[Stored data entries]
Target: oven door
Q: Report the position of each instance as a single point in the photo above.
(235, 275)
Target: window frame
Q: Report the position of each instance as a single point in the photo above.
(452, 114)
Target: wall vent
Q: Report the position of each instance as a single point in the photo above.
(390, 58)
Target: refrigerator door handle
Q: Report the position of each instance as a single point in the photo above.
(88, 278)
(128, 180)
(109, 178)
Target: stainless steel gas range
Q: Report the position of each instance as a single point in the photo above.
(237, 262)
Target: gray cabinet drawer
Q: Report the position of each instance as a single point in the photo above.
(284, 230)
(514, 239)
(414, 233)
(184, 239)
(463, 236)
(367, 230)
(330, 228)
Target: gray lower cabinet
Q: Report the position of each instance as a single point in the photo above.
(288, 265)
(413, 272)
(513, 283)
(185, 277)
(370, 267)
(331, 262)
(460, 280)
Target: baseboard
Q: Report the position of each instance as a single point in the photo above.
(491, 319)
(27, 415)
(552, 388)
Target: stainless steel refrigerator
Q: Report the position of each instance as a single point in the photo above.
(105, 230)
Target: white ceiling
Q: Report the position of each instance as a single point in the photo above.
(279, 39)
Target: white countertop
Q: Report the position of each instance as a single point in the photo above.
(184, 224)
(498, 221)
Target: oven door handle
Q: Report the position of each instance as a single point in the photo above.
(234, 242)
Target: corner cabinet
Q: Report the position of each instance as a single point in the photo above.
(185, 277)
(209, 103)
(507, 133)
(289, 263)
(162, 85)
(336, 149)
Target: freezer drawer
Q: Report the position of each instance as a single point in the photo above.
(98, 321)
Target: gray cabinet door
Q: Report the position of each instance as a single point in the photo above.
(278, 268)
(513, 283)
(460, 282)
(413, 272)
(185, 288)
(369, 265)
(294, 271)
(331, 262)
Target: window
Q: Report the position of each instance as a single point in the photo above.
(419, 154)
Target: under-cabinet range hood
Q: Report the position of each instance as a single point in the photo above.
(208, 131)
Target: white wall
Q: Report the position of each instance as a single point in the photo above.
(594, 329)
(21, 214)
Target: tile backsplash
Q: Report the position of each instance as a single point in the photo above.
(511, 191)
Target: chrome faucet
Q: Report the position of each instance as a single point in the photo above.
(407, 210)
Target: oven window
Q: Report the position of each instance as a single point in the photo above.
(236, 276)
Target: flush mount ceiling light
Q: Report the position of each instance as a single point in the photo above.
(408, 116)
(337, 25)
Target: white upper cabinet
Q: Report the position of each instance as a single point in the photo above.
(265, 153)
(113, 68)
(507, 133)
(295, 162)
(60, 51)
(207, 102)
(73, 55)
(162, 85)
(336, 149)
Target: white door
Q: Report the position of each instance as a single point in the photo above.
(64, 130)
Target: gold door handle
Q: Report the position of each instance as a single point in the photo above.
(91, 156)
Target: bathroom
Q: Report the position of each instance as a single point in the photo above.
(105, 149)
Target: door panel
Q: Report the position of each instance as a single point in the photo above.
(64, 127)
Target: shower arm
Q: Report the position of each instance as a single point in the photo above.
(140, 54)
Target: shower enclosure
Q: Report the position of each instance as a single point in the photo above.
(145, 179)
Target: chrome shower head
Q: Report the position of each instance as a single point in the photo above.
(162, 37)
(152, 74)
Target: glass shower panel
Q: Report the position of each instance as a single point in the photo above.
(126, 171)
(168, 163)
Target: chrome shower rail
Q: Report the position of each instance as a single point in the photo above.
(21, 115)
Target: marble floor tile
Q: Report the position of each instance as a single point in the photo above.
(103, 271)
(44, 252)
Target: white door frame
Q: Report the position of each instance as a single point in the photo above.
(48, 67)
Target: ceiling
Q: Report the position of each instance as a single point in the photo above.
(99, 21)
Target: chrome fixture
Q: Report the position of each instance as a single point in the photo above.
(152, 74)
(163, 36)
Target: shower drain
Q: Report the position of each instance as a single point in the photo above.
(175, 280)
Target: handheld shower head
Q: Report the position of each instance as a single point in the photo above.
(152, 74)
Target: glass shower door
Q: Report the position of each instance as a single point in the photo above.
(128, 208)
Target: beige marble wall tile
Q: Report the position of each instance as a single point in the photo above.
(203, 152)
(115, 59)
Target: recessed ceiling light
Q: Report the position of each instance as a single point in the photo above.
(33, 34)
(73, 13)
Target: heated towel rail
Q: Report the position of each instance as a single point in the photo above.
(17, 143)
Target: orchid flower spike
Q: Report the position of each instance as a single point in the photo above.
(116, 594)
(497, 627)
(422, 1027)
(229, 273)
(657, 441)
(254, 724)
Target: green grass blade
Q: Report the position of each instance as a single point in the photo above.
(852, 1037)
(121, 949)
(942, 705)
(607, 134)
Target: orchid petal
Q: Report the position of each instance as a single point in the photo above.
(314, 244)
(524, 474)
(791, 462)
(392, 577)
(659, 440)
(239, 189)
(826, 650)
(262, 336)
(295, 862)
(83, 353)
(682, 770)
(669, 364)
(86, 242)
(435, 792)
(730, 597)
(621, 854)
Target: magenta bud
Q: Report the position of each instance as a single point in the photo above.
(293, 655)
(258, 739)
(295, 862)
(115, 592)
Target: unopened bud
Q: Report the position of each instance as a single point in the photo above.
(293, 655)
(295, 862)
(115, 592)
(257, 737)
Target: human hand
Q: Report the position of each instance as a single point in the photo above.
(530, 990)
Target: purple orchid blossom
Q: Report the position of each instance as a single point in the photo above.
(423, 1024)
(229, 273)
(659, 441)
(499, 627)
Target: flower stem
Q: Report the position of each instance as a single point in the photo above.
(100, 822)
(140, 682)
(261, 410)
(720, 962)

▶ **PROBLEM**
Please copy every line from the one containing "Target: human hand" through the last line, inclusive, and shift each point coordinate by adding 16 to both of its numbers.

▶ **OUTPUT OF THE TASK**
Target: human hand
Q: Report the position of each instance as a single point in the photo above.
(546, 1006)
Target: purple orchid blossom
Q: Report the position of each instance as a single point in the photo above.
(439, 1040)
(245, 289)
(675, 457)
(515, 643)
Target: flower stem
Q: Report the position of each instance as a single point in the photo above.
(116, 838)
(156, 698)
(277, 426)
(736, 978)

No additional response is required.